[Given request] Report every line of the material that contains the string "jacket", copying each line in full. Matching is case-sensitive.

Named object pointing entries:
-- -- --

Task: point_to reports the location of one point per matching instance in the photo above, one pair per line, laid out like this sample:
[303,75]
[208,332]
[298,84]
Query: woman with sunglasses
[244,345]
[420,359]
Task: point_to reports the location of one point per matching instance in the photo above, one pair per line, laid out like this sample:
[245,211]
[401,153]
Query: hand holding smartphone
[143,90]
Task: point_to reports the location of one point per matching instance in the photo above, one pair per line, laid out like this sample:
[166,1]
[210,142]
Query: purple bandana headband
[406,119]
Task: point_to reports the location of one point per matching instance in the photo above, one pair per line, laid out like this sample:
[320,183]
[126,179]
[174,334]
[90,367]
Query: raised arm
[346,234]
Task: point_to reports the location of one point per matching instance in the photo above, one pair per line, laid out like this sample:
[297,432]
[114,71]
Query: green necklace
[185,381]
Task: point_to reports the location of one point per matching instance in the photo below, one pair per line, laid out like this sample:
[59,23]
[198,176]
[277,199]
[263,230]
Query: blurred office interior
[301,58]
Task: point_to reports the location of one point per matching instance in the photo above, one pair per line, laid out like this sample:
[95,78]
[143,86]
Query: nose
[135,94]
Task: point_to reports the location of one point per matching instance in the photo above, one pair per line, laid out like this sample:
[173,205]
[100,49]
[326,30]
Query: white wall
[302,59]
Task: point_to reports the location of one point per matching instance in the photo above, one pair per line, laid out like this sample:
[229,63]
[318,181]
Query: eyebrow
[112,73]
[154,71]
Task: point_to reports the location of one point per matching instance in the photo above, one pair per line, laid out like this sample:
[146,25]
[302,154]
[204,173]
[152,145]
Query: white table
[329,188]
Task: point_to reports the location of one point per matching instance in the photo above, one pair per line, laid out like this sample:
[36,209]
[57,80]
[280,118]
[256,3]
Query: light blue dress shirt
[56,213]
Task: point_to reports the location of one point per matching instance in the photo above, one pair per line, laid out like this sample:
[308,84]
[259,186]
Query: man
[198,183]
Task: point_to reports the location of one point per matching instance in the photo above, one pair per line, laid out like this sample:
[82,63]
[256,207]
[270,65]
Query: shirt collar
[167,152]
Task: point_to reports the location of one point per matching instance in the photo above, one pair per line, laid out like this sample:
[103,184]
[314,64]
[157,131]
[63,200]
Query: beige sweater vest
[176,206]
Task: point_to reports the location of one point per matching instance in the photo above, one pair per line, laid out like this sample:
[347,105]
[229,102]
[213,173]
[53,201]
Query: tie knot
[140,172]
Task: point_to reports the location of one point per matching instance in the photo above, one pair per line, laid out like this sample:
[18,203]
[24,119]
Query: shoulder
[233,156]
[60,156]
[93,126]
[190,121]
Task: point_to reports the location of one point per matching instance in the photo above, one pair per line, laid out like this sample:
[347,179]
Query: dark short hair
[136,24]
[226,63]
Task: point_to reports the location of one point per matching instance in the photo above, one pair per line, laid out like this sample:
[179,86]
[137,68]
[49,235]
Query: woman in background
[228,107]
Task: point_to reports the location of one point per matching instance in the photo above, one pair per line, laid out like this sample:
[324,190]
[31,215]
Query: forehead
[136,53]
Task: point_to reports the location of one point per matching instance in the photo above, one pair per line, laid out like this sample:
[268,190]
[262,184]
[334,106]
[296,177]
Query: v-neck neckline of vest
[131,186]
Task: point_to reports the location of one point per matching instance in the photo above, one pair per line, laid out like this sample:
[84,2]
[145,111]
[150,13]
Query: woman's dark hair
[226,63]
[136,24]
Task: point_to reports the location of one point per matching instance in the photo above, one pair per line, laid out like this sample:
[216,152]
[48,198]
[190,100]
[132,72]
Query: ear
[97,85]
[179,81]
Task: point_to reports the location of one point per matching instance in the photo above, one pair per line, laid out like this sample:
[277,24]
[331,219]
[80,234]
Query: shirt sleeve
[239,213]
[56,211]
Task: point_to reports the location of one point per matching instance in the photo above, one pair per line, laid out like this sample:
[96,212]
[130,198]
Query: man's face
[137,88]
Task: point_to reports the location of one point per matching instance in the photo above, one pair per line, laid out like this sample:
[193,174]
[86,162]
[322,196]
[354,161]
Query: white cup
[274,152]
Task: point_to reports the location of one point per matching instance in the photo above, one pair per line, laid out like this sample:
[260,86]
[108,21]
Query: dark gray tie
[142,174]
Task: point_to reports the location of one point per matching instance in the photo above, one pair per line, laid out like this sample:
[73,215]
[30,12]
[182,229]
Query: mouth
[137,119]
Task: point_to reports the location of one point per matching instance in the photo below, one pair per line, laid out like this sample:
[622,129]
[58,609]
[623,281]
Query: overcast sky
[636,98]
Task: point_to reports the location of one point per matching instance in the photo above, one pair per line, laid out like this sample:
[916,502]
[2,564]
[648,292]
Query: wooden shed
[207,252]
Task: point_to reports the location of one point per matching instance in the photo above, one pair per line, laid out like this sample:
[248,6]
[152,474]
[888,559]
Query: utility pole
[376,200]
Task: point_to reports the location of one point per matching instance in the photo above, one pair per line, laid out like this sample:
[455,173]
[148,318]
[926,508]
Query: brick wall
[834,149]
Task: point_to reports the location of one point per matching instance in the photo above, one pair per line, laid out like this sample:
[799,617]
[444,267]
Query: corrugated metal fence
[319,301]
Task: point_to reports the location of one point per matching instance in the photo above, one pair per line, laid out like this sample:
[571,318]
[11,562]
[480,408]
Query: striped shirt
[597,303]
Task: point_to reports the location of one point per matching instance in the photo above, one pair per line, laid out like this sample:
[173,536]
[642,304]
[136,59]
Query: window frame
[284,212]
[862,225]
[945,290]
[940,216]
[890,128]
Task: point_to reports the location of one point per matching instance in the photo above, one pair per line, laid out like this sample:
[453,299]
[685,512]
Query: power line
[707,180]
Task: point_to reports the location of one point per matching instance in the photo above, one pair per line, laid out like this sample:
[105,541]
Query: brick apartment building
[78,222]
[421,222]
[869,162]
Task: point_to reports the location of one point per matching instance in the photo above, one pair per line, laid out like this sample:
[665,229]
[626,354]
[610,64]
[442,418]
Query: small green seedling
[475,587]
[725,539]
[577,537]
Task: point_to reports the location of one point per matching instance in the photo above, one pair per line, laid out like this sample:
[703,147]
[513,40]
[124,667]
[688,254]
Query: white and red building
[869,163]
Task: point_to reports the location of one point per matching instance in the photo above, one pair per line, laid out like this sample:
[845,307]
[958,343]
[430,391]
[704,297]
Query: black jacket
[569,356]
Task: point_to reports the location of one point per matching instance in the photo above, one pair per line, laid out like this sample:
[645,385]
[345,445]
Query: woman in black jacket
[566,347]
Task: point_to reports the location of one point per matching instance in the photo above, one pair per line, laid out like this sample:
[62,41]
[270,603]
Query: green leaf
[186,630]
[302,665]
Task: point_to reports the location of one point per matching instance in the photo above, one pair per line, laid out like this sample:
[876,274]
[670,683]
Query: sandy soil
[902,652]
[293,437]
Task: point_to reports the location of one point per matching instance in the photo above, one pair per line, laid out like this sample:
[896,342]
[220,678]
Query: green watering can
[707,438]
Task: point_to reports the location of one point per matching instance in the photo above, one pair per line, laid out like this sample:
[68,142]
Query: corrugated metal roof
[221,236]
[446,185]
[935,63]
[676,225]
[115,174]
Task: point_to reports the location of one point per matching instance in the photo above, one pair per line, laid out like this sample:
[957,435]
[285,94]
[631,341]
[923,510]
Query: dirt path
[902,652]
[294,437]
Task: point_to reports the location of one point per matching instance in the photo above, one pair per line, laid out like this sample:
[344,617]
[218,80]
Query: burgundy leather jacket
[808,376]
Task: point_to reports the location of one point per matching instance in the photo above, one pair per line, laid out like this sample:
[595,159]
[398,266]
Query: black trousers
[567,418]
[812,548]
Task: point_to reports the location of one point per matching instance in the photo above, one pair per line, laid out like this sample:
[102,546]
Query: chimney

-- -- --

[Answer in full]
Query: black jacket
Query: woman in black jacket
Query: burgundy leather jacket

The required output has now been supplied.